--- EXERCISE TASK ---
Show every line of the listing that contains the word "leaf".

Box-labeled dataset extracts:
— start —
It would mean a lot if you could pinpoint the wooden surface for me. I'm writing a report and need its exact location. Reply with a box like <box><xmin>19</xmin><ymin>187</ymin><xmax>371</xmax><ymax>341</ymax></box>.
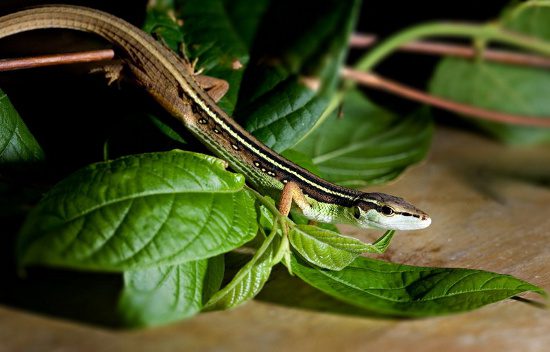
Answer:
<box><xmin>0</xmin><ymin>128</ymin><xmax>550</xmax><ymax>352</ymax></box>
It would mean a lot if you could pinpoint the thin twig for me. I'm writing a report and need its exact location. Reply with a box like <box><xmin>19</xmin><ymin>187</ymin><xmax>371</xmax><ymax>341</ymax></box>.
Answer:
<box><xmin>0</xmin><ymin>49</ymin><xmax>550</xmax><ymax>127</ymax></box>
<box><xmin>341</xmin><ymin>68</ymin><xmax>550</xmax><ymax>127</ymax></box>
<box><xmin>350</xmin><ymin>33</ymin><xmax>550</xmax><ymax>68</ymax></box>
<box><xmin>0</xmin><ymin>49</ymin><xmax>115</xmax><ymax>72</ymax></box>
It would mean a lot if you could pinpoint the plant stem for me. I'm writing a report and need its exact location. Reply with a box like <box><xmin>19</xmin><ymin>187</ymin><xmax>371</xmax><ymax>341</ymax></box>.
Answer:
<box><xmin>355</xmin><ymin>23</ymin><xmax>550</xmax><ymax>71</ymax></box>
<box><xmin>341</xmin><ymin>67</ymin><xmax>550</xmax><ymax>128</ymax></box>
<box><xmin>349</xmin><ymin>33</ymin><xmax>550</xmax><ymax>68</ymax></box>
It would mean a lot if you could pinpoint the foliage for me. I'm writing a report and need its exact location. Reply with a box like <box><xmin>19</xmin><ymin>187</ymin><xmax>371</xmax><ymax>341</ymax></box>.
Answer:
<box><xmin>0</xmin><ymin>0</ymin><xmax>550</xmax><ymax>326</ymax></box>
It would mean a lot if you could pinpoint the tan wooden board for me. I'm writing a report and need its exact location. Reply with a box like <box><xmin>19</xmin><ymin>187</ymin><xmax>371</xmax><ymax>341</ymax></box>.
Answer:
<box><xmin>0</xmin><ymin>128</ymin><xmax>550</xmax><ymax>352</ymax></box>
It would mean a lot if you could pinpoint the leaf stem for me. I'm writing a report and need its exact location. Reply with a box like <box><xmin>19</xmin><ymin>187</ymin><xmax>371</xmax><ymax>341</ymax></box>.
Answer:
<box><xmin>341</xmin><ymin>67</ymin><xmax>550</xmax><ymax>128</ymax></box>
<box><xmin>355</xmin><ymin>22</ymin><xmax>550</xmax><ymax>71</ymax></box>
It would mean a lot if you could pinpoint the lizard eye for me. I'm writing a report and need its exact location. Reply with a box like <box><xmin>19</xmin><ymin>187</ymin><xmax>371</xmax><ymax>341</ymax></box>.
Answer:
<box><xmin>353</xmin><ymin>207</ymin><xmax>361</xmax><ymax>220</ymax></box>
<box><xmin>380</xmin><ymin>205</ymin><xmax>393</xmax><ymax>216</ymax></box>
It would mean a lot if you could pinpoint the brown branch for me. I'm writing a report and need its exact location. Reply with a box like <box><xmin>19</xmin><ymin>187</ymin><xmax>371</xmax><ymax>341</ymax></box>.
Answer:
<box><xmin>341</xmin><ymin>68</ymin><xmax>550</xmax><ymax>127</ymax></box>
<box><xmin>0</xmin><ymin>49</ymin><xmax>550</xmax><ymax>127</ymax></box>
<box><xmin>350</xmin><ymin>33</ymin><xmax>550</xmax><ymax>68</ymax></box>
<box><xmin>0</xmin><ymin>49</ymin><xmax>115</xmax><ymax>72</ymax></box>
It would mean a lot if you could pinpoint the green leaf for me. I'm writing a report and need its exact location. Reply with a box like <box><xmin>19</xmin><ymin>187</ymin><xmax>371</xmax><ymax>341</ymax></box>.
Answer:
<box><xmin>0</xmin><ymin>90</ymin><xmax>44</xmax><ymax>164</ymax></box>
<box><xmin>18</xmin><ymin>151</ymin><xmax>257</xmax><ymax>271</ymax></box>
<box><xmin>145</xmin><ymin>0</ymin><xmax>360</xmax><ymax>151</ymax></box>
<box><xmin>294</xmin><ymin>91</ymin><xmax>433</xmax><ymax>187</ymax></box>
<box><xmin>292</xmin><ymin>257</ymin><xmax>545</xmax><ymax>317</ymax></box>
<box><xmin>205</xmin><ymin>227</ymin><xmax>282</xmax><ymax>310</ymax></box>
<box><xmin>119</xmin><ymin>256</ymin><xmax>223</xmax><ymax>326</ymax></box>
<box><xmin>235</xmin><ymin>0</ymin><xmax>360</xmax><ymax>151</ymax></box>
<box><xmin>430</xmin><ymin>7</ymin><xmax>550</xmax><ymax>144</ymax></box>
<box><xmin>289</xmin><ymin>225</ymin><xmax>394</xmax><ymax>270</ymax></box>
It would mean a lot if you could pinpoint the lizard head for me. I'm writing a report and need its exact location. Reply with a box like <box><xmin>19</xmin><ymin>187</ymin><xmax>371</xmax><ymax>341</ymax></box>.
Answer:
<box><xmin>347</xmin><ymin>193</ymin><xmax>432</xmax><ymax>230</ymax></box>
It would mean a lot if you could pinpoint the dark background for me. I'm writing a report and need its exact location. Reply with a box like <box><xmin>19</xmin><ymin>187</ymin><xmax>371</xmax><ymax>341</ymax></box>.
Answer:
<box><xmin>0</xmin><ymin>0</ymin><xmax>506</xmax><ymax>170</ymax></box>
<box><xmin>0</xmin><ymin>0</ymin><xmax>505</xmax><ymax>324</ymax></box>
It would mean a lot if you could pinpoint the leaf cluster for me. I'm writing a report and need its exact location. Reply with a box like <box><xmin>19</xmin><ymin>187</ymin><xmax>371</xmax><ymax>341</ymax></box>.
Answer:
<box><xmin>0</xmin><ymin>0</ymin><xmax>543</xmax><ymax>326</ymax></box>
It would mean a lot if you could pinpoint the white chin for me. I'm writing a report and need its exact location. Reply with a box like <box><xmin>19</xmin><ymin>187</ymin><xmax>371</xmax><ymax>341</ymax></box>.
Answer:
<box><xmin>377</xmin><ymin>217</ymin><xmax>432</xmax><ymax>231</ymax></box>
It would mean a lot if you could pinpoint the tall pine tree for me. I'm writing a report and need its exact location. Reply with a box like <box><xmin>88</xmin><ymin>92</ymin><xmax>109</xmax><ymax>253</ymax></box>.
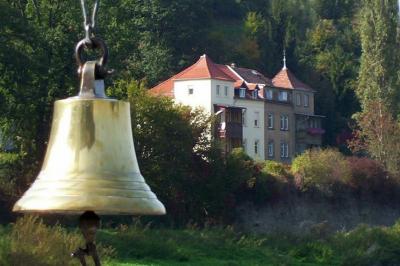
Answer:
<box><xmin>357</xmin><ymin>0</ymin><xmax>400</xmax><ymax>115</ymax></box>
<box><xmin>355</xmin><ymin>0</ymin><xmax>400</xmax><ymax>172</ymax></box>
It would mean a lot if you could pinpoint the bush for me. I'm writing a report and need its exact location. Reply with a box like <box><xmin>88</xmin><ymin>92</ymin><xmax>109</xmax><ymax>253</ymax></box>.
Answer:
<box><xmin>291</xmin><ymin>149</ymin><xmax>351</xmax><ymax>194</ymax></box>
<box><xmin>264</xmin><ymin>161</ymin><xmax>290</xmax><ymax>178</ymax></box>
<box><xmin>347</xmin><ymin>157</ymin><xmax>398</xmax><ymax>195</ymax></box>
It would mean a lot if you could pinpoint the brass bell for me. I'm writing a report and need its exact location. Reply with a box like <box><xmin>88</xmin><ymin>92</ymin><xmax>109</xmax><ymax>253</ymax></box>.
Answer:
<box><xmin>13</xmin><ymin>61</ymin><xmax>165</xmax><ymax>215</ymax></box>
— end —
--- REPLY TO THE EXERCISE ---
It would mean a lot if you could pinpoint the leaf stem for me. I'm writing a report and need its exact location. Reply with a box like <box><xmin>19</xmin><ymin>187</ymin><xmax>371</xmax><ymax>341</ymax></box>.
It would mean a lot if you could pinpoint the green leaf for me. I'm writing a report and need its exact location. Reply with a box like <box><xmin>19</xmin><ymin>187</ymin><xmax>371</xmax><ymax>341</ymax></box>.
It would mean a lot if you could pinpoint the leaf cluster for me. I'm writing a report and need its exact location. Reply with a box like <box><xmin>19</xmin><ymin>187</ymin><xmax>371</xmax><ymax>341</ymax></box>.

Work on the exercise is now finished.